- [EXERCISE TASKS]:
**1)** In the Mini-School page, who gives the final two lectures?
**2)** Continue the Mini-School page from its last sentence.

- [PAGE EXCERPT]:
ABSTRACT: This Mini-School is linked to the NITheCS research programme ‘Genomics, Bioinformatics, and Advanced Medicine’. The theme of the first two lectures, given by Prof Martin Bucher, is the algorithmics of genomic inference. With modern genome sequencing, massive datasets have become available. How to fully exploit them remains an active area of research. The final two lectures by Dr Japie Greeff deal with applications of AI and Machine Learning to problems in medicine.
Reconstructing Family Trees from Genomic Data: Basic Methods
The fundamentals of phylogenetic reconstruction are reviewed, including distance methods, parsimony, maximum likelihood, and Bayesian inference. For small datasets, these methods can be applied to all possible trees and the best solution, or most probable solutions, is found.
Reconstructing Family Trees from Genomic Data: Methods for Big Data
The methods of the last lecture are feasible for small datasets & always find the appropriately defined ‘best’ solution. These methods however are too slow for the large datasets available. We discuss "heuristic" methods, which, while not guaranteed always to return the best solution, often return the best solution or a good approximation thereof. We discuss applications & future prospects.

- [DATA FOR REVIEW]:
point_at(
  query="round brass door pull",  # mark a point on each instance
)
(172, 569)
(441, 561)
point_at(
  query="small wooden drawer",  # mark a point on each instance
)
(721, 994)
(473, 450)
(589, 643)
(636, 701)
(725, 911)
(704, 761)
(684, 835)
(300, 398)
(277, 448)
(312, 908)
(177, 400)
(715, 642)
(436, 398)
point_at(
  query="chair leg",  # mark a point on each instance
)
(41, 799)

- [ANSWERS]:
**1)** Dr Japie Greeff

**2)**
Applied Artificial Intelligence: Using AI for a Systematic Literature Review
The applications of AI are rapidly expanding. Systematic literature reviews play a major role in the medical sciences & are extremely labour intensive. We show how AI can simplify this task using semi-supervised learning. A small amount of Python knowledge is helpful.
Active Learning to Generate Models with Partially Labelled Data
We discuss a semi-supervised machine learning technique called Active Learning, where a fully labelled dataset is not needed to create a classification model. Instead, the act of labelling the data set will be used to train the model at the same time.